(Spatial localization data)
↓↓↓

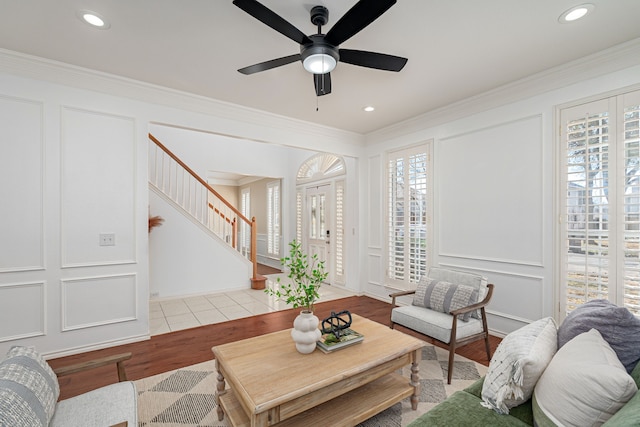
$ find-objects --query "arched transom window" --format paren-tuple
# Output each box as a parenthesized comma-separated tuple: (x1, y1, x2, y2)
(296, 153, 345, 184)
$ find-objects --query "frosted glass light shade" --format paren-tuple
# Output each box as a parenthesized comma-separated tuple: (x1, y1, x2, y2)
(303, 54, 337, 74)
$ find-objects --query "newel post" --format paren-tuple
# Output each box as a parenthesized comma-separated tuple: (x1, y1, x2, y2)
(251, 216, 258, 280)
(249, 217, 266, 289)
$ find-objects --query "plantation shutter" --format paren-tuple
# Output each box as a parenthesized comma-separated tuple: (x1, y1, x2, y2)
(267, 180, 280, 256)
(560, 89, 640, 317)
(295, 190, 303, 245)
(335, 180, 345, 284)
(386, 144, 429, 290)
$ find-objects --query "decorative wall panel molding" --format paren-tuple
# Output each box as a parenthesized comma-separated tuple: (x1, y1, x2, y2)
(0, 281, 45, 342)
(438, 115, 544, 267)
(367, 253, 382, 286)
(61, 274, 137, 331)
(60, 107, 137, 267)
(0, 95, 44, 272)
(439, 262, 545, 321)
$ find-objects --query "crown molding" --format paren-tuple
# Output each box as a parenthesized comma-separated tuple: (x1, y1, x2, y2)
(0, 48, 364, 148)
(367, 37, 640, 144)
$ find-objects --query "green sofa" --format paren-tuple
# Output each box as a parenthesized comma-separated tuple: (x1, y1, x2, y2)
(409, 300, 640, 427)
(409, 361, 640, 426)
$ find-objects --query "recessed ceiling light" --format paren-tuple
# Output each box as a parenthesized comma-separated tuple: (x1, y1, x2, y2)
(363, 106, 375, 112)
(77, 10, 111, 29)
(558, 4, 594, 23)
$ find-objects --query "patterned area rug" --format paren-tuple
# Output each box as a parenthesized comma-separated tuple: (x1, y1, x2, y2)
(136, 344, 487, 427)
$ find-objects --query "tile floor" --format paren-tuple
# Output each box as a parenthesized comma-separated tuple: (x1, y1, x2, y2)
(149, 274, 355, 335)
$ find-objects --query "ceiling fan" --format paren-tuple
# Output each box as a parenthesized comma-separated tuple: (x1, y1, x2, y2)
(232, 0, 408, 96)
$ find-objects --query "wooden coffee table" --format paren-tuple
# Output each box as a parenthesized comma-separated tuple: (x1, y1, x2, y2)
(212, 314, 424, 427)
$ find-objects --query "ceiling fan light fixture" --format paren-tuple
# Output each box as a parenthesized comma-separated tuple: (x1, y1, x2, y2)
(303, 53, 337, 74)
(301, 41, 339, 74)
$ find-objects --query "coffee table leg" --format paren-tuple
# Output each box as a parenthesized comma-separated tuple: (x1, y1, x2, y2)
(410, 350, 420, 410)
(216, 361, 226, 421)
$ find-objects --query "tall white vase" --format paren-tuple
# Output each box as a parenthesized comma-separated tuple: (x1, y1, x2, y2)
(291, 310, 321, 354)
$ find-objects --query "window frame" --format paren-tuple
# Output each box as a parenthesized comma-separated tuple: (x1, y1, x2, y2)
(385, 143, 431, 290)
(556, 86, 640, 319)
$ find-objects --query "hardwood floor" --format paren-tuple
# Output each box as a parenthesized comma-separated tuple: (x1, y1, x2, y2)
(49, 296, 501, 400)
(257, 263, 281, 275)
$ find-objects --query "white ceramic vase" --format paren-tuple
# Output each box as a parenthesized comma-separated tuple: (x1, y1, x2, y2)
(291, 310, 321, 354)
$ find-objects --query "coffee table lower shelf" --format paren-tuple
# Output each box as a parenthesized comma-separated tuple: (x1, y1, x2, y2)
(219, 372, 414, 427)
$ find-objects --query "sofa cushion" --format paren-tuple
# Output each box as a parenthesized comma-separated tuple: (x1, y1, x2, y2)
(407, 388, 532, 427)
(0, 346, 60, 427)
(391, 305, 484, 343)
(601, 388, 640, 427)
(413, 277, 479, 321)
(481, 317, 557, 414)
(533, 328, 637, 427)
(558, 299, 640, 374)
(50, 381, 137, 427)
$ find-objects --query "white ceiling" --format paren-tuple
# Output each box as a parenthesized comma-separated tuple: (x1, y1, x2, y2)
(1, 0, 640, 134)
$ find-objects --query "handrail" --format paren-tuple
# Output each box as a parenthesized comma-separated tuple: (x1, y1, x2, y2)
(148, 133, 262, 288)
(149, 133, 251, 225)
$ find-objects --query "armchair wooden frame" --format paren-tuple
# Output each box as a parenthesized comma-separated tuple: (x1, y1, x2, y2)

↑↑↑

**Assignment**
Please provide nothing but the number of lines in the records that hold the string "vase".

**Answer for the task**
2